#### Отрывок для чтения

К счастью для читателя, он теперь знает, в качестве кого, его отправил Тимошенко в Ленинград. Как всегда, при редактировании откусили концовку новой должности Кирилла Афанасьевича, а он сделал вид, что не заметил этого.
Почему же отмолчался, что в должности Главкома Северо-Западного направления прибыл к ленинградцам?
«Все встало само собой на свое место, когда днем 22 июня я включил радио и услышал выступление Народного комиссара иностранных дел В. М. Молотова о злодейском нападении фашистской Германии на нашу страну. Теперь мои спутники, генерал П. П. Вечныйи порученец лейтенант С. А. Панов, получили ответ на вопрос, для чего мы едем в Ленинград».
Обратите внимание, что мемуары по данной теме написаны, как через копирку. Кирилл Афанасьевич, тоже, как и Новиков, оказывается, узнал о нападении Германии по радио. Так и хочется сказать: «Да здравствует научно-технический прогресс и его, особо яркий представитель, из среды русских ученых, Александр Степанович Попов — изобретатель радио». Иначе, даже трудно представить, что бы делали наши военные? Кроме того, новинка теоретической военной мысли. Представляете? — Наркомат иностранных дел, в лице Молотова, по радио, определил задачи представителям Ставки, которые ехали в Ленинградский военный округ. А то по приезду в Ленинград, так бы и не знали, зачем приехали? Понапишут такое, — даже не поморщатся.

########
#### Сохранённые данные

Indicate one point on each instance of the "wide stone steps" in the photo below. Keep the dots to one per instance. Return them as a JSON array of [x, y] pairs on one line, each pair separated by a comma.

########

Что сделать
• a. Выпишите из отрывка дословно всё от «К счастью для» и ниже вплоть до «прибыл к ленинградцам?».
• b. Ответьте по отрывку на вопросы:
(i) В какой должности, согласно отрывку, Кирилл Афанасьевич прибыл к ленинградцам?
(ii) Чьё выступление по радио услышал автор цитаты днём 22 июня?
(iii) Кого отрывок называет изобретателем радио?
• c. Продолжите отрывок о военных мемуарах, начав сразу после его последней фразы.
Материал с отрывком никак не связан.

Ответы к заданиям
• a.
К счастью для читателя, он теперь знает, в качестве кого, его отправил Тимошенко в Ленинград. Как всегда, при редактировании откусили концовку новой должности Кирилла Афанасьевича, а он сделал вид, что не заметил этого.
Почему же отмолчался, что в должности Главкома Северо-Западного направления прибыл к ленинградцам?

• b.
(i) Главкома Северо-Западного направления.
(ii) Народного комиссара иностранных дел В. М. Молотова.
(iii) Александра Степановича Попова.

• c.
Приглядимся к его спутнику генерал-майору Вечному Петру Пантелеймоновичу. Он представитель Генерального штаба из Управления боевой подготовки. Скорее всего, в роли заместителя главкома. Кого Мерецков скрыл в должности начальника штаба Северо-Западного направления? Не Хозина ли Михаила Семеновича? О члене Военного совета говорилось ранее — будет из местных Лениградских партийцев — А.А.Кузнецов.
«Прибыв в Ленинград, я немедленно отправился в штаб округа. Меня встретили с радостью, все хотели услышать живое слово представителя Москвы, получить устное распоряжение. На месте были генерал-майор Д. Н. Никишев и корпусной комиссар Н. Н. Клементьев, вскоре назначенные соответственно в качестве начальника штаба и члена Военного совета этого округа, объявленного на третий день войны Северным фронтом. Командующий войсками округа М. М. Попов в момент начала войны инспектировал некоторые соединения округа».
Понимаю, что некоторые читатели, могут упрекнуть меня в чрезмерной увлеченности цитирования мемуаров, пусть даже и «знаменитых» военачальников Великой Отечественной войны. Но, согласитесь. Есть же, что почитать! Такое написать, думаю, было бы не под силу, даже знаменитому обладателю тонкого юмора, каким был Марк Твен.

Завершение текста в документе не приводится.